• Текст:
┄┄┄┄┄┄┄┄┄┄┄┄┄┄┄┄┄┄┄┄

И будут в золоте пустынных зорь
Горбы — болеть, купцы — гадать: откуда,
Какая это вдруг напала хворь
На доброго, покорного верблюда?

Но, ни единым взглядом не моля —
Вперед, вперед — с сожженными губами,
Пока Обетованная земля
Большим горбом не встанет над горбами

Но верблюды мы с Вами — добровольные.
(Кстати, моя дочь Аля в младенчестве говорила: горблюд, а Мур — люблюд (от люблю)
________
Кончаю. Увидимся — и будем видаться — непременно. Я за Вашу дружбу —держусь.
Обнимаю Вас и люблю
Очень хочу, чтобы Вы сюда приехали’
МЦ.

ГОЛИЦЫНО, 29-ГО ЯНВАРЯ 1940 Г.
Дорогая Людмила Васильевна,
Начну с просьбы — ибо чувствую себя любимой.
(«Сколько просьб у любимой всегда…») Но эта просьба, одновременно, упрек, и дело — конечно — в Т‹агере›.
Я достала у Б‹ориса› П‹астернака› свою книгу «После России», и Т‹агер› не хотел с ней расставаться (NB! с ней — не со мной, — passions [1] — ) Когда он уезжал, я попросила его передать ее Вам — возможно скорее — но тут начинается просьба: я мечтала, чтобы Вы ее мне перепечатали — в 4 экз‹емплярах›, один — себе, один — мне, один — Т‹агеру›, и еще запасной. — «Нужно мне отдельно писать Л‹юдмиле› В‹асильевне›?» — «Нет, я тотчас ей ее доставлю».
По Вашему (вчера, 28-го полученному) письму вижу, что Т‹агер› не только Вам ее не отнес, а Вам даже не позвонил.

┄┄┄┄┄┄┄┄┄┄┄┄┄┄┄┄┄┄┄┄

• Сохранённые записи:
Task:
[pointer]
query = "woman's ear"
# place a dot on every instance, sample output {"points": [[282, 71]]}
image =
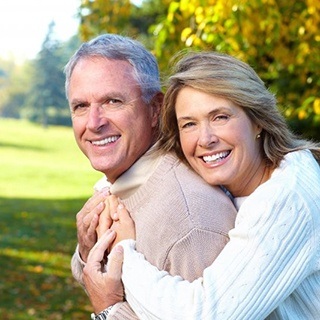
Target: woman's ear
{"points": [[156, 104]]}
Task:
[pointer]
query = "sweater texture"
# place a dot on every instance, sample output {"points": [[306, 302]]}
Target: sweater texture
{"points": [[270, 268], [182, 223]]}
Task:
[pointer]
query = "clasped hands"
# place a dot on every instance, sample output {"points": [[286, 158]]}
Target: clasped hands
{"points": [[101, 224]]}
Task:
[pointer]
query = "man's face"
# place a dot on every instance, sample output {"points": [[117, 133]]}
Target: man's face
{"points": [[112, 125]]}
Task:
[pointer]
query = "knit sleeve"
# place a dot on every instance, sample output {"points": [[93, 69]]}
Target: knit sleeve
{"points": [[123, 312], [77, 265], [268, 255]]}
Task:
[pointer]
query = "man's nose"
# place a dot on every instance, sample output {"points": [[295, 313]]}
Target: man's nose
{"points": [[96, 118]]}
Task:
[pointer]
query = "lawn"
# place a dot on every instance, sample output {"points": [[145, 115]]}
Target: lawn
{"points": [[44, 181]]}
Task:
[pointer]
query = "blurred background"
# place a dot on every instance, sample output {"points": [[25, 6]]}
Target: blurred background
{"points": [[44, 178]]}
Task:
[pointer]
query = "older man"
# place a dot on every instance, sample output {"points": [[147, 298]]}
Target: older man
{"points": [[182, 224]]}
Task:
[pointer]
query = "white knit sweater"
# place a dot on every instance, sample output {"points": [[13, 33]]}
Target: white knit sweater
{"points": [[269, 269]]}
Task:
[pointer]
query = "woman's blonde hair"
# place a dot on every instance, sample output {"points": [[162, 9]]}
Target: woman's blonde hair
{"points": [[229, 78]]}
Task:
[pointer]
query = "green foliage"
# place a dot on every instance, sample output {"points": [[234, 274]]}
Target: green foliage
{"points": [[280, 39], [44, 181], [35, 89]]}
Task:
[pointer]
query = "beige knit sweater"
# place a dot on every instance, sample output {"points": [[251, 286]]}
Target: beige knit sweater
{"points": [[181, 222]]}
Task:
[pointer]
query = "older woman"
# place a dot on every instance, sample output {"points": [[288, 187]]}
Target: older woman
{"points": [[219, 117]]}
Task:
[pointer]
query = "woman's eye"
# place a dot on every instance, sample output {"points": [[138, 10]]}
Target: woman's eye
{"points": [[221, 117], [187, 125]]}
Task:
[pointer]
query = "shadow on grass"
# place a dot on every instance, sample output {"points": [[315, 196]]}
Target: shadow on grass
{"points": [[37, 239]]}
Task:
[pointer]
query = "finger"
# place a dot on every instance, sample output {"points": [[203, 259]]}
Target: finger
{"points": [[123, 214], [115, 261], [113, 200], [97, 252], [104, 219]]}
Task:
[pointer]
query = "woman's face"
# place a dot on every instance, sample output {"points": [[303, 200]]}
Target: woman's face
{"points": [[219, 141]]}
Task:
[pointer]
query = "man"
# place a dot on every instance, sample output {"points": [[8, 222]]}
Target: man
{"points": [[113, 89]]}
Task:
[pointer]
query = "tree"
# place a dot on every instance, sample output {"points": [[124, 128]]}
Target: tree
{"points": [[14, 85], [47, 100], [280, 39]]}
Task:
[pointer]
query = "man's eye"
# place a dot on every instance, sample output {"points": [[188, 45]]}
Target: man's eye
{"points": [[114, 101]]}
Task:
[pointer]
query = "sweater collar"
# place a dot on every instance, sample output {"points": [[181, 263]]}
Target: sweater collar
{"points": [[134, 177]]}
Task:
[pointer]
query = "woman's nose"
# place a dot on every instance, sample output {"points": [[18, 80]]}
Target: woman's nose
{"points": [[206, 136]]}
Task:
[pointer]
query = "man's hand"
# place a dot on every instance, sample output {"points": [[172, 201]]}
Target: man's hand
{"points": [[104, 287], [87, 222]]}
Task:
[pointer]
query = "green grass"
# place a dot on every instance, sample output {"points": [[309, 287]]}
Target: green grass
{"points": [[44, 181]]}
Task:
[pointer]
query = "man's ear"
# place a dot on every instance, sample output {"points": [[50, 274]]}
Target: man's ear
{"points": [[156, 104]]}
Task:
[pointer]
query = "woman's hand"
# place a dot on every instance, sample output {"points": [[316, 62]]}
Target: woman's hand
{"points": [[122, 221], [104, 287], [87, 222]]}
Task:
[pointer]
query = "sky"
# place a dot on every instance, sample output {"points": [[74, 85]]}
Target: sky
{"points": [[24, 25]]}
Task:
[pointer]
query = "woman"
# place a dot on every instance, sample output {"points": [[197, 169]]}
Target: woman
{"points": [[219, 117]]}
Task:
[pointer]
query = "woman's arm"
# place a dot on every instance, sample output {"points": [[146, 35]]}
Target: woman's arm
{"points": [[267, 257]]}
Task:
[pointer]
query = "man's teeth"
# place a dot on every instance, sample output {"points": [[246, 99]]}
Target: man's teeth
{"points": [[105, 141], [215, 157]]}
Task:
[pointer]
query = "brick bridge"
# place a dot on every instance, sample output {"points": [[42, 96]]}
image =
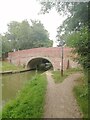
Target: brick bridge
{"points": [[31, 57]]}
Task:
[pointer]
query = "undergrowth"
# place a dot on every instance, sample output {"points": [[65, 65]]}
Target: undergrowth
{"points": [[81, 94], [29, 102]]}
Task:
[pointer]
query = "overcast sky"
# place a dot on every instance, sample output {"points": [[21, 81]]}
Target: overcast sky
{"points": [[18, 10]]}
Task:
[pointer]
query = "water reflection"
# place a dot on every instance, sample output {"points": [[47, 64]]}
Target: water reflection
{"points": [[11, 83]]}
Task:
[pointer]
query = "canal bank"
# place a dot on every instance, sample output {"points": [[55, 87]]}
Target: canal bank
{"points": [[30, 100]]}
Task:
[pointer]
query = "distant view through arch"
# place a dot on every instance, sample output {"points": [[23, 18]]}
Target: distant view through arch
{"points": [[39, 64]]}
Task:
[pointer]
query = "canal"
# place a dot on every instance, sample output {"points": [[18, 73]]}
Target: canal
{"points": [[12, 83]]}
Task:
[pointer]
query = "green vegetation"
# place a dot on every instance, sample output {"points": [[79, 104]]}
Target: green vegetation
{"points": [[6, 66], [0, 115], [74, 30], [29, 102], [57, 74], [81, 94], [22, 35]]}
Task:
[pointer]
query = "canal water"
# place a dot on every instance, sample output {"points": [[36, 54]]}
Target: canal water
{"points": [[12, 83]]}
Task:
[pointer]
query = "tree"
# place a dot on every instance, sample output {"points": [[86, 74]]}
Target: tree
{"points": [[75, 29], [24, 36]]}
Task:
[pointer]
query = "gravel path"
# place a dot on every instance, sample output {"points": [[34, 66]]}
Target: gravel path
{"points": [[60, 101]]}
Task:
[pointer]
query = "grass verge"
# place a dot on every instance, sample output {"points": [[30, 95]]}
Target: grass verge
{"points": [[57, 74], [29, 102], [6, 66], [81, 94]]}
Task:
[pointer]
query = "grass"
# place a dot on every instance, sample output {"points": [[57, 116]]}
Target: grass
{"points": [[57, 74], [29, 102], [6, 66], [81, 94], [0, 115]]}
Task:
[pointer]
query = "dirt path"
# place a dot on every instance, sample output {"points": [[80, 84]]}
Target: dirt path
{"points": [[60, 102]]}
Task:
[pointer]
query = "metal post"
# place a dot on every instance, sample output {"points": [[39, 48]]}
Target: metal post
{"points": [[62, 61]]}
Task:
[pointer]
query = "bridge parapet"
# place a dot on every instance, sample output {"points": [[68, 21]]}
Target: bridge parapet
{"points": [[53, 54]]}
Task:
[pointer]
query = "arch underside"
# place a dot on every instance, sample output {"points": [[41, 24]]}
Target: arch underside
{"points": [[40, 64]]}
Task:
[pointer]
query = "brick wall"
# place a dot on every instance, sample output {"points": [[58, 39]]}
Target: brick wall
{"points": [[53, 54]]}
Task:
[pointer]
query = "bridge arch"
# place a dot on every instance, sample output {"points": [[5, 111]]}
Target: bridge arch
{"points": [[40, 63]]}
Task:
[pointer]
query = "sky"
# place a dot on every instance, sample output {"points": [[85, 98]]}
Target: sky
{"points": [[18, 10]]}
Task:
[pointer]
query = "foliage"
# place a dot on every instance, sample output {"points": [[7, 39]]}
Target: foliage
{"points": [[8, 66], [74, 29], [29, 102], [22, 35], [81, 94], [57, 74], [79, 40]]}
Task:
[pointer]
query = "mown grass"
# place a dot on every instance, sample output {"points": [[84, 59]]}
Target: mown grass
{"points": [[29, 103], [81, 94], [6, 66], [57, 74]]}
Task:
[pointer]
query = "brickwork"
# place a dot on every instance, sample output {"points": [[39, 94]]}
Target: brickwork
{"points": [[53, 54]]}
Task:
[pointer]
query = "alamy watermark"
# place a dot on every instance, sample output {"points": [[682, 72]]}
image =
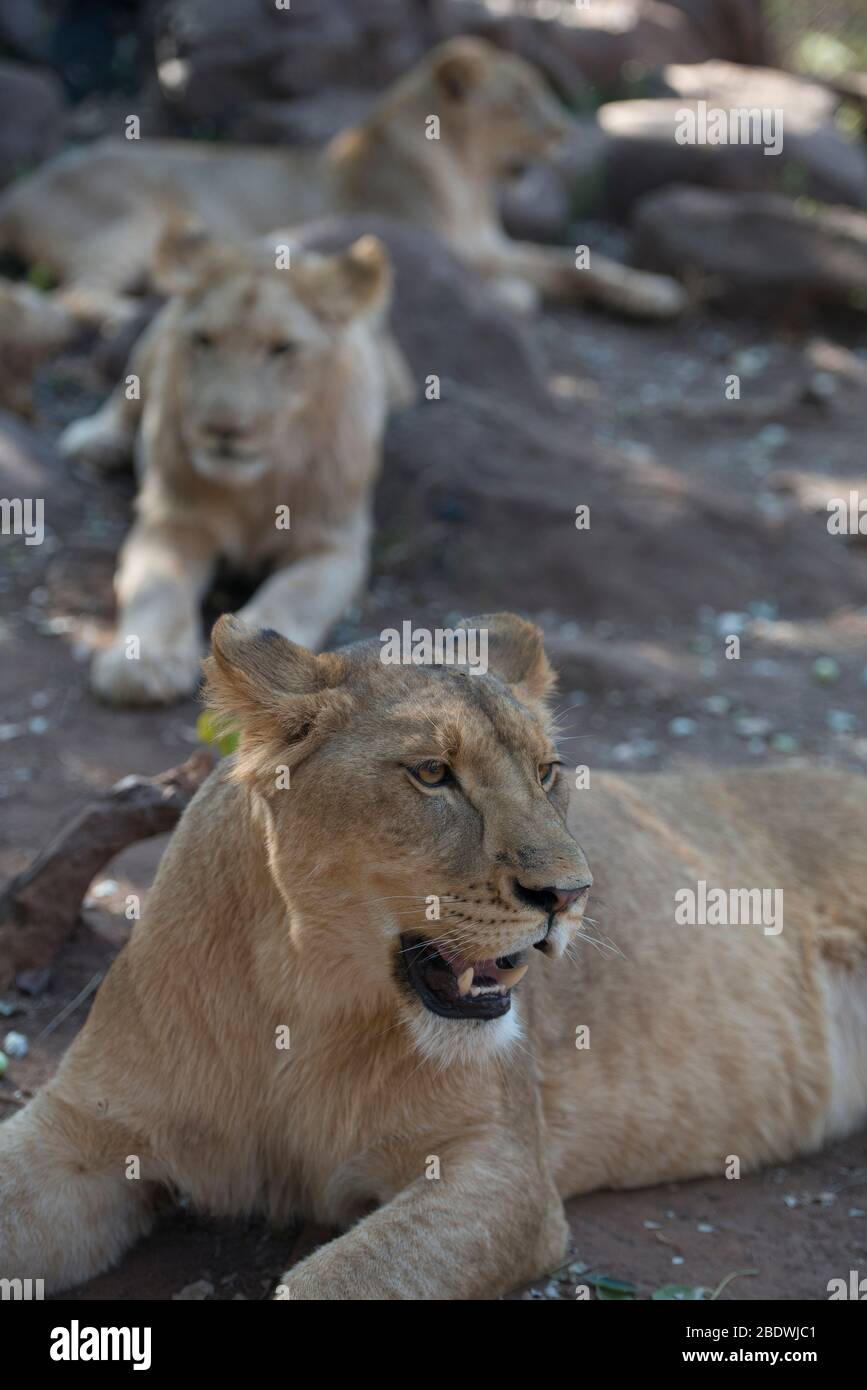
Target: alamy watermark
{"points": [[737, 125], [706, 906], [22, 516], [435, 647]]}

┄┄┄┄┄┄┄┄┄┄┄┄┄┄┄┄┄┄┄┄

• Задание:
Перепишите из текста слово в слово фрагмент от «И будут в золоте» до «Вашу дружбу —держусь.». Записи здесь не понадобятся.

• Ответ:
И будут в золоте пустынных зорь
Горбы — болеть, купцы — гадать: откуда,
Какая это вдруг напала хворь
На доброго, покорного верблюда?

Но, ни единым взглядом не моля —
Вперед, вперед — с сожженными губами,
Пока Обетованная земля
Большим горбом не встанет над горбами

Но верблюды мы с Вами — добровольные.
(Кстати, моя дочь Аля в младенчестве говорила: горблюд, а Мур — люблюд (от люблю)
________
Кончаю. Увидимся — и будем видаться — непременно. Я за Вашу дружбу —держусь.